Material for the task: Begin
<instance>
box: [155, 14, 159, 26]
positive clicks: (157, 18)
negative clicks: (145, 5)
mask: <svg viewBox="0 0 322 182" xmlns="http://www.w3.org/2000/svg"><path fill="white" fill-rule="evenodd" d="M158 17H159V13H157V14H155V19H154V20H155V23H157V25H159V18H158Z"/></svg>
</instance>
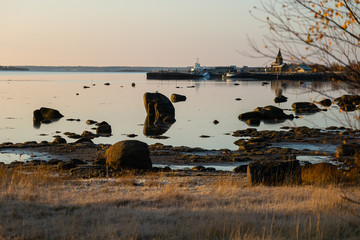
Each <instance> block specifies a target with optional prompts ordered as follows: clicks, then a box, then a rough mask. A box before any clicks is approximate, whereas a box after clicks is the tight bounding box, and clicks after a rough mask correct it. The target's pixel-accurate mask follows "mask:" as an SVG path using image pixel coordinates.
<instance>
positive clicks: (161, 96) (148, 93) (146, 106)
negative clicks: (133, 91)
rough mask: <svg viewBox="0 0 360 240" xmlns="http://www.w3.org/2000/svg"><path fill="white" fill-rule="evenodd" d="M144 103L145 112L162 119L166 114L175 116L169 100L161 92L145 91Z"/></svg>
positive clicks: (171, 116)
mask: <svg viewBox="0 0 360 240" xmlns="http://www.w3.org/2000/svg"><path fill="white" fill-rule="evenodd" d="M144 105H145V110H146V113H147V114H148V115H149V116H154V117H155V118H156V121H162V120H163V119H164V118H165V117H166V116H171V117H173V118H175V108H174V106H173V105H172V103H171V101H170V100H169V99H168V98H167V97H166V96H164V95H163V94H161V93H145V94H144Z"/></svg>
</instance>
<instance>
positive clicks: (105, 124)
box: [96, 121, 112, 135]
mask: <svg viewBox="0 0 360 240" xmlns="http://www.w3.org/2000/svg"><path fill="white" fill-rule="evenodd" d="M97 126H98V127H97V129H96V133H97V134H99V135H111V131H112V130H111V126H110V125H109V124H108V123H107V122H105V121H103V122H101V123H98V124H97Z"/></svg>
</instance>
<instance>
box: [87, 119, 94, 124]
mask: <svg viewBox="0 0 360 240" xmlns="http://www.w3.org/2000/svg"><path fill="white" fill-rule="evenodd" d="M95 123H97V121H94V120H90V119H89V120H87V121H86V124H87V125H93V124H95Z"/></svg>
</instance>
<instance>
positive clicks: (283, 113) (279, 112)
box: [238, 106, 294, 125]
mask: <svg viewBox="0 0 360 240" xmlns="http://www.w3.org/2000/svg"><path fill="white" fill-rule="evenodd" d="M238 118H239V120H242V121H246V122H249V123H251V122H254V123H256V124H253V125H258V124H259V123H260V121H270V122H281V121H285V120H287V119H290V120H292V119H294V115H292V114H289V115H288V114H285V113H284V111H283V110H282V109H281V108H278V107H275V106H265V107H257V108H256V109H254V111H252V112H246V113H242V114H240V115H239V116H238Z"/></svg>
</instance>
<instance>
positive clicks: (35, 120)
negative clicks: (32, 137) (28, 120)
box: [33, 107, 64, 127]
mask: <svg viewBox="0 0 360 240" xmlns="http://www.w3.org/2000/svg"><path fill="white" fill-rule="evenodd" d="M62 117H64V116H63V115H62V114H61V113H60V112H59V111H58V110H55V109H52V108H46V107H42V108H40V109H37V110H35V111H34V112H33V123H34V127H40V125H41V123H44V124H48V123H51V122H54V121H58V120H59V119H60V118H62Z"/></svg>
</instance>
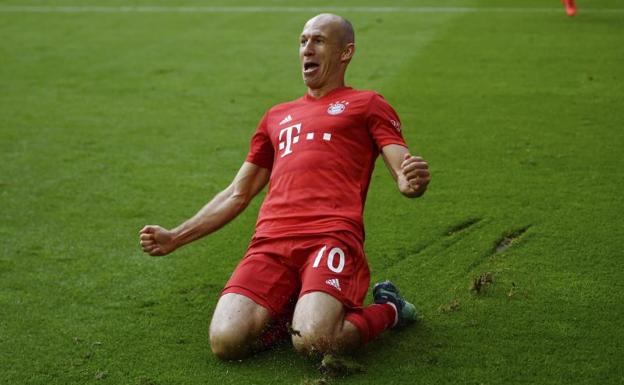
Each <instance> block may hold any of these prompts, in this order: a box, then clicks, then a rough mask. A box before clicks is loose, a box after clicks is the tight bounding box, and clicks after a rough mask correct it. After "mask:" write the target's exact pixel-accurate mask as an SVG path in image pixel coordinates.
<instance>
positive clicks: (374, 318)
mask: <svg viewBox="0 0 624 385" xmlns="http://www.w3.org/2000/svg"><path fill="white" fill-rule="evenodd" d="M395 318H396V309H395V308H394V306H392V305H390V304H387V303H384V304H375V305H370V306H367V307H365V308H363V309H357V310H351V311H349V312H348V313H347V315H346V316H345V319H346V320H347V321H349V322H351V323H352V324H353V325H355V327H356V328H358V330H359V331H360V336H361V337H362V343H367V342H369V341H370V340H372V339H374V338H376V337H377V336H378V335H380V334H381V332H383V331H384V330H386V329H388V328H389V327H392V326H393V325H394V320H395Z"/></svg>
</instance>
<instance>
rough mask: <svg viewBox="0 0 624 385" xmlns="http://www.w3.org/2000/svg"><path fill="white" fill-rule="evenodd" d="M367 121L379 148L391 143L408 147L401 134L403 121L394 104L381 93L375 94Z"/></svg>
mask: <svg viewBox="0 0 624 385" xmlns="http://www.w3.org/2000/svg"><path fill="white" fill-rule="evenodd" d="M366 123H367V126H368V131H369V133H370V134H371V137H372V138H373V140H374V141H375V144H376V145H377V148H378V149H379V150H380V151H381V149H382V147H384V146H387V145H389V144H399V145H401V146H405V147H407V143H406V142H405V139H403V135H402V134H401V121H400V120H399V116H398V115H397V113H396V112H395V111H394V109H393V108H392V106H390V104H388V102H387V101H386V100H385V99H384V98H383V97H382V96H381V95H379V94H374V95H373V97H372V99H371V101H370V104H369V109H368V114H367V116H366Z"/></svg>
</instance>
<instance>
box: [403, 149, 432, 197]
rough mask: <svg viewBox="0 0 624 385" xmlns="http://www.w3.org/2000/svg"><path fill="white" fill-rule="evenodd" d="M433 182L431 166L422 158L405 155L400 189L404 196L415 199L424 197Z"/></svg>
mask: <svg viewBox="0 0 624 385" xmlns="http://www.w3.org/2000/svg"><path fill="white" fill-rule="evenodd" d="M430 181H431V174H430V173H429V164H427V161H425V160H424V159H423V158H422V157H420V156H412V155H410V154H409V153H408V154H405V158H404V160H403V163H401V174H400V175H399V189H400V190H401V193H403V195H405V196H408V197H410V198H415V197H419V196H421V195H423V194H424V193H425V191H426V190H427V185H428V184H429V182H430Z"/></svg>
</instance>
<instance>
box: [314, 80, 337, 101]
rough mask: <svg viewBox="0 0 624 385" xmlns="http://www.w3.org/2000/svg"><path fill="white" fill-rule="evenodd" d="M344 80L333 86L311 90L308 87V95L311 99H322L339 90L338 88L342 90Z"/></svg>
mask: <svg viewBox="0 0 624 385" xmlns="http://www.w3.org/2000/svg"><path fill="white" fill-rule="evenodd" d="M344 86H345V84H344V79H343V80H341V81H339V82H335V83H333V84H326V85H324V86H323V87H320V88H310V87H308V95H310V96H311V97H313V98H314V99H320V98H322V97H323V96H325V95H327V94H328V93H330V92H332V91H333V90H335V89H337V88H342V87H344Z"/></svg>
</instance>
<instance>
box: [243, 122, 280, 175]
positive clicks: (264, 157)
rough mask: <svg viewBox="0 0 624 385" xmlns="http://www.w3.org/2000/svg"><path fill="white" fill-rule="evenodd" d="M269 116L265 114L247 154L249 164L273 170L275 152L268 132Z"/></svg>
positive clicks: (258, 125) (260, 122)
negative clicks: (255, 165) (259, 166)
mask: <svg viewBox="0 0 624 385" xmlns="http://www.w3.org/2000/svg"><path fill="white" fill-rule="evenodd" d="M267 115H268V114H264V116H263V117H262V119H261V120H260V123H258V127H257V128H256V132H255V133H254V135H253V137H252V138H251V143H250V145H249V153H247V158H246V160H247V162H250V163H253V164H255V165H257V166H260V167H263V168H267V169H269V170H270V169H271V168H273V158H274V156H275V150H274V148H273V143H271V137H270V136H269V133H268V131H267Z"/></svg>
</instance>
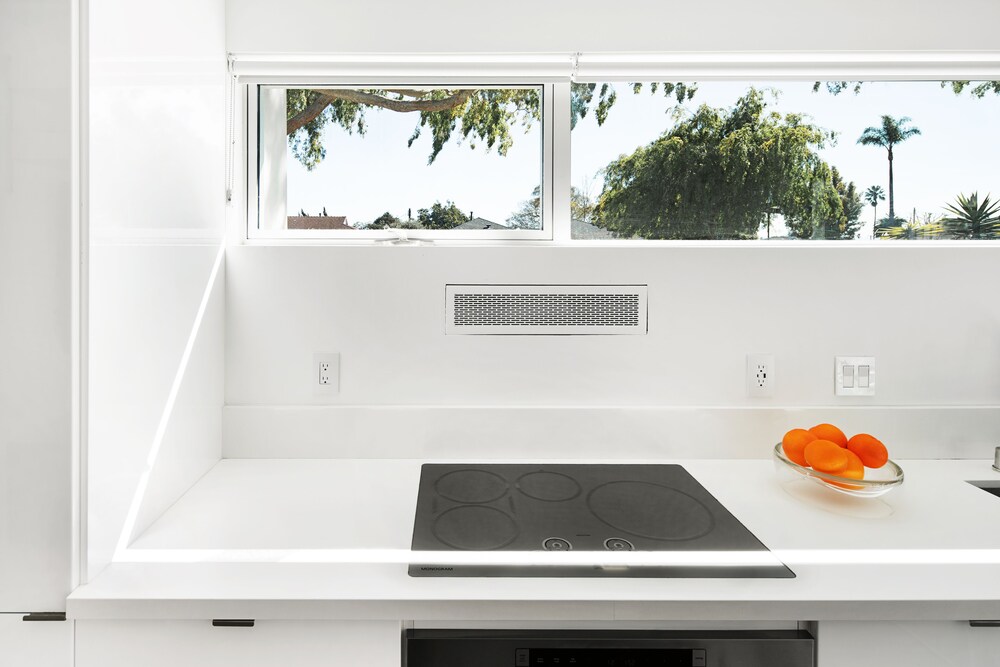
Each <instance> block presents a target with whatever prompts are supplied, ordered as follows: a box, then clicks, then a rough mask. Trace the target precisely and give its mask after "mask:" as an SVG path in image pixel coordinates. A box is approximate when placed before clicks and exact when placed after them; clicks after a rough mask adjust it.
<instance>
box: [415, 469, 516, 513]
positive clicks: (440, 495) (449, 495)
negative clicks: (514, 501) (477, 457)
mask: <svg viewBox="0 0 1000 667" xmlns="http://www.w3.org/2000/svg"><path fill="white" fill-rule="evenodd" d="M509 489H510V484H509V483H508V482H507V480H506V479H504V478H503V477H501V476H500V475H498V474H496V473H493V472H489V471H488V470H480V469H478V468H462V469H461V470H452V471H451V472H449V473H446V474H444V475H442V476H441V477H440V478H438V480H437V481H436V482H435V483H434V491H435V492H437V494H438V495H439V496H441V497H442V498H447V499H448V500H452V501H454V502H456V503H463V504H482V503H491V502H493V501H494V500H499V499H500V498H503V497H504V496H505V495H506V494H507V491H508V490H509Z"/></svg>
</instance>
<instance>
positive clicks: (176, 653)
mask: <svg viewBox="0 0 1000 667" xmlns="http://www.w3.org/2000/svg"><path fill="white" fill-rule="evenodd" d="M76 627H77V629H76V667H134V666H135V665H143V667H177V665H185V667H287V666H288V665H296V667H313V666H315V667H319V666H320V665H322V666H323V667H329V666H330V665H351V664H361V665H365V666H366V667H399V665H400V661H401V658H400V650H401V649H400V645H401V644H400V642H401V640H400V624H399V623H395V622H367V621H365V622H361V621H358V622H344V621H257V622H256V623H255V624H254V626H253V627H213V626H212V623H211V621H77V624H76Z"/></svg>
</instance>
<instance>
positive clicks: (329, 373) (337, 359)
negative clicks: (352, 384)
mask: <svg viewBox="0 0 1000 667" xmlns="http://www.w3.org/2000/svg"><path fill="white" fill-rule="evenodd" d="M312 368H313V372H312V384H313V387H314V388H315V389H316V391H317V392H319V393H321V394H335V393H337V392H339V391H340V353H339V352H317V353H315V354H314V355H313V366H312Z"/></svg>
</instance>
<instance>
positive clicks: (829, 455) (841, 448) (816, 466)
mask: <svg viewBox="0 0 1000 667" xmlns="http://www.w3.org/2000/svg"><path fill="white" fill-rule="evenodd" d="M805 456H806V462H807V463H808V464H809V465H811V466H812V467H813V468H815V469H816V470H819V471H820V472H828V473H830V474H831V475H839V474H840V473H841V472H843V471H844V469H845V468H847V463H848V458H847V450H846V449H844V448H843V447H841V446H840V445H838V444H837V443H835V442H831V441H829V440H813V441H812V442H810V443H809V444H808V445H806V449H805Z"/></svg>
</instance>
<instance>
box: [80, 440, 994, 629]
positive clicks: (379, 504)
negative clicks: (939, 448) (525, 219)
mask: <svg viewBox="0 0 1000 667" xmlns="http://www.w3.org/2000/svg"><path fill="white" fill-rule="evenodd" d="M420 464H421V461H419V460H413V459H408V460H396V461H390V460H373V459H367V460H354V461H348V460H325V461H307V460H259V459H258V460H224V461H221V462H220V463H219V464H218V465H217V466H216V467H215V468H213V471H212V472H211V473H210V474H209V475H207V476H206V477H205V478H204V479H202V480H201V481H200V482H199V484H198V485H196V487H195V488H194V489H192V490H191V491H189V493H188V494H186V495H185V497H183V498H182V499H181V500H180V501H179V502H178V503H176V504H175V505H174V506H173V507H172V508H171V509H170V510H169V511H168V512H167V513H165V514H164V515H163V516H162V517H161V518H160V519H159V520H158V521H157V522H156V524H154V525H153V526H152V527H151V528H150V529H149V530H148V531H147V532H146V533H144V534H143V535H141V536H140V537H139V538H138V539H137V540H135V542H134V543H133V544H131V545H130V547H129V548H128V550H127V551H128V552H127V553H126V554H124V555H125V556H126V557H125V558H123V559H122V560H120V561H119V562H114V563H112V564H111V565H110V566H109V567H108V568H107V569H105V570H104V571H103V572H102V573H101V574H100V575H98V576H97V577H96V578H95V579H94V580H92V581H90V582H89V583H87V584H86V585H84V586H82V587H80V588H79V589H77V590H76V591H74V593H73V594H72V595H71V596H70V598H69V599H68V601H67V611H68V612H69V615H70V616H71V617H73V618H77V619H80V618H170V617H173V618H258V619H267V618H305V617H309V618H341V619H350V618H354V619H359V618H366V619H395V620H398V619H400V618H408V619H437V620H441V619H449V618H467V619H468V618H491V619H494V620H504V619H507V618H520V619H524V618H545V619H565V620H580V619H594V618H603V619H606V620H617V619H653V618H658V619H661V620H671V619H685V618H691V617H692V614H694V615H696V616H698V617H700V618H703V619H705V620H712V619H718V620H743V619H756V620H760V619H783V620H787V619H789V618H809V619H813V620H821V621H822V620H832V619H854V620H860V619H880V620H890V619H900V620H906V619H910V620H912V619H928V620H965V621H968V619H971V618H996V614H997V613H1000V602H998V601H1000V583H998V582H997V581H996V577H995V576H993V575H994V574H995V572H996V568H997V564H998V562H1000V560H998V558H1000V556H998V554H1000V534H998V533H996V531H984V530H982V524H983V522H990V523H992V522H994V521H996V520H998V519H1000V504H997V500H996V499H995V498H991V497H990V496H989V495H988V494H984V493H982V492H981V491H980V490H978V489H975V488H974V487H972V486H971V485H969V484H967V483H966V481H965V480H968V479H972V478H975V477H977V476H981V475H982V472H983V471H984V470H987V469H989V466H990V460H989V459H984V460H977V461H971V460H970V461H914V460H903V461H901V465H903V467H904V469H905V470H906V471H907V481H906V483H905V484H904V485H903V486H902V487H901V488H900V489H899V490H897V491H895V492H894V493H893V494H891V495H890V496H887V497H886V499H885V500H884V501H883V500H882V499H876V500H875V501H873V502H876V503H883V502H885V503H888V505H889V506H890V507H891V508H892V510H893V511H892V512H891V513H890V514H887V515H884V514H883V515H879V516H878V517H877V518H873V517H858V516H856V515H855V514H854V513H853V512H851V511H848V510H850V508H848V507H839V503H838V507H839V510H844V511H839V510H838V511H831V510H832V509H834V508H833V507H827V506H826V505H819V504H816V503H813V502H803V499H802V498H800V497H798V496H795V495H793V494H790V493H788V492H787V491H786V489H784V488H783V485H782V482H781V481H780V479H779V478H778V477H777V476H776V475H775V474H774V471H773V469H772V466H771V465H770V462H768V461H762V460H742V461H738V460H729V461H724V460H700V461H699V460H690V461H685V462H684V463H683V465H684V466H685V468H686V469H687V470H689V472H691V474H692V475H693V476H694V477H695V478H696V479H698V481H699V482H700V483H702V484H703V485H704V486H705V488H706V489H708V490H709V492H710V493H712V494H713V495H714V496H715V497H716V498H717V499H718V500H719V501H720V502H721V503H722V504H723V505H724V506H726V507H727V509H730V511H732V512H733V514H734V515H735V516H736V517H737V518H738V519H739V520H740V521H741V522H742V523H744V525H745V526H746V527H747V528H748V529H749V530H750V531H751V532H753V534H754V535H755V536H756V537H757V538H758V539H760V540H761V541H762V542H763V543H764V544H765V545H766V546H767V547H768V549H770V550H771V551H772V553H773V554H774V555H775V556H776V557H778V558H780V559H782V560H783V561H784V562H786V563H787V564H788V565H789V567H791V568H792V570H793V571H794V572H795V574H796V578H795V579H753V580H750V579H745V580H740V581H738V582H735V581H734V580H732V579H707V578H705V579H673V578H670V579H660V578H655V579H649V578H642V579H628V578H611V579H600V580H586V581H581V580H580V579H577V578H568V577H566V578H564V577H552V578H537V579H536V578H517V577H515V578H507V577H501V578H490V577H479V578H477V577H472V578H435V579H433V580H428V579H427V578H421V577H416V578H415V577H409V576H407V574H406V566H405V565H403V564H401V563H398V562H371V561H369V560H365V559H364V558H360V559H358V560H355V561H351V562H344V560H343V559H339V560H338V562H329V563H326V562H314V561H315V560H316V556H322V551H323V549H335V550H342V549H345V548H346V549H348V550H354V549H355V547H356V546H357V545H359V544H363V545H365V546H366V547H368V548H370V549H375V550H378V549H383V548H387V549H390V550H395V551H401V552H403V554H404V555H405V550H406V545H407V544H408V538H409V533H410V529H411V520H412V510H413V507H414V503H415V488H416V485H417V479H418V477H419V473H420ZM376 479H378V480H381V484H377V485H373V484H372V480H376ZM796 483H799V482H796ZM384 491H388V493H383V492H384ZM359 494H360V496H359ZM345 497H352V498H355V499H357V498H359V497H361V498H362V499H363V500H365V502H356V503H355V504H356V506H357V507H358V508H361V509H363V512H362V514H364V516H363V517H358V516H343V515H340V514H338V512H336V511H335V510H336V509H337V508H341V507H343V506H344V505H343V502H342V501H343V499H344V498H345ZM834 497H835V498H839V496H834ZM265 510H266V511H265ZM237 511H238V513H240V514H241V515H242V516H244V517H245V520H242V521H233V518H234V515H235V514H237ZM790 525H791V526H795V527H797V529H796V530H788V526H790ZM261 549H264V550H267V549H273V550H276V553H275V554H272V555H273V556H274V562H249V560H250V558H249V557H254V558H258V560H259V557H260V556H261V554H260V553H258V550H261ZM296 549H298V553H300V554H301V553H306V552H308V551H309V550H312V549H318V550H319V552H318V553H317V554H316V555H315V556H309V555H308V554H307V555H306V557H305V559H304V560H300V561H296V560H295V550H296ZM303 549H305V550H306V551H305V552H304V551H303ZM205 550H207V551H205ZM216 551H218V552H219V553H218V554H215V555H214V556H213V553H214V552H216ZM189 552H190V553H189ZM201 552H204V553H201ZM209 552H212V553H209ZM220 554H221V556H220ZM264 555H267V554H264ZM869 555H870V556H871V557H870V558H869ZM217 556H219V557H220V558H221V560H218V559H217V560H214V561H213V558H215V557H217ZM244 556H249V557H248V558H244ZM845 556H847V557H845ZM142 557H144V558H142ZM140 558H142V559H143V560H144V562H136V560H135V559H140ZM130 559H132V560H133V562H128V561H129V560H130Z"/></svg>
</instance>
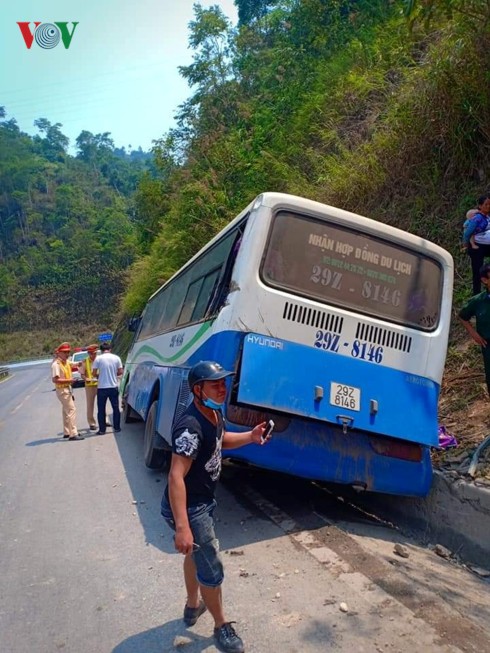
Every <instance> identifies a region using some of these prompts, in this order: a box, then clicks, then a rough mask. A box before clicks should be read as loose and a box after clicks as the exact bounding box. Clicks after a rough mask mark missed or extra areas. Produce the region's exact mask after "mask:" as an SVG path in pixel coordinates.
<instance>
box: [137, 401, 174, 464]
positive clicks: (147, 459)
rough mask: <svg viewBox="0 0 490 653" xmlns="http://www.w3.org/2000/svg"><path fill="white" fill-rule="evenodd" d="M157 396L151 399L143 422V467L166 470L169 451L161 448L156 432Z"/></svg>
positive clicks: (167, 462) (162, 442)
mask: <svg viewBox="0 0 490 653" xmlns="http://www.w3.org/2000/svg"><path fill="white" fill-rule="evenodd" d="M157 414H158V395H156V397H155V396H154V397H153V398H152V401H151V404H150V409H149V410H148V414H147V416H146V421H145V435H144V445H143V453H144V459H145V465H146V466H147V467H149V468H150V469H162V468H166V467H167V466H168V464H169V462H170V451H168V450H167V449H164V448H163V447H162V445H163V443H164V440H163V438H162V436H161V435H160V434H159V433H158V431H157Z"/></svg>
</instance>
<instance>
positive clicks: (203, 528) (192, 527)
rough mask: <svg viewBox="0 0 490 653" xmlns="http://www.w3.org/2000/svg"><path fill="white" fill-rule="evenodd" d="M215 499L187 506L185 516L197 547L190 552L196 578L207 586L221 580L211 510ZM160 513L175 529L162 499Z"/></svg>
Material for the task: End
» **About this exercise**
Only the lines from the start of the records to the line with "positive clicks: (105, 124)" belong in the copy. Print them exactly, minus pictures.

» **Answer to this task**
<instance>
box: [155, 14, 159, 26]
positive clicks: (157, 18)
negative clicks: (145, 5)
mask: <svg viewBox="0 0 322 182" xmlns="http://www.w3.org/2000/svg"><path fill="white" fill-rule="evenodd" d="M158 17H159V13H157V14H155V19H154V20H155V23H157V25H159V18H158Z"/></svg>
</instance>
Each <instance> block specifies a target with optional prompts ordered as follows: clicks, then a box, then a rough mask. A box before any clicks is approximate, whereas a box after clicks is the tight bounding box, and clicks after a rough mask correct it. The target's pixel-accurate mask follows "mask:" as an SVG path using image pixel coordinates.
<instance>
positive clicks: (161, 96) (148, 93) (146, 106)
negative clicks: (133, 91)
rough mask: <svg viewBox="0 0 360 240" xmlns="http://www.w3.org/2000/svg"><path fill="white" fill-rule="evenodd" d="M144 103L145 112L162 119L166 114L175 116L169 100L161 92L145 91Z"/></svg>
positive clicks: (171, 116)
mask: <svg viewBox="0 0 360 240" xmlns="http://www.w3.org/2000/svg"><path fill="white" fill-rule="evenodd" d="M144 105H145V110H146V113H147V114H148V115H149V116H154V117H155V118H156V121H162V120H163V119H164V118H165V117H166V116H171V117H173V118H175V108H174V106H173V105H172V103H171V101H170V100H169V99H168V98H167V97H166V96H164V95H163V94H161V93H145V94H144Z"/></svg>
</instance>
<instance>
positive clicks: (105, 124)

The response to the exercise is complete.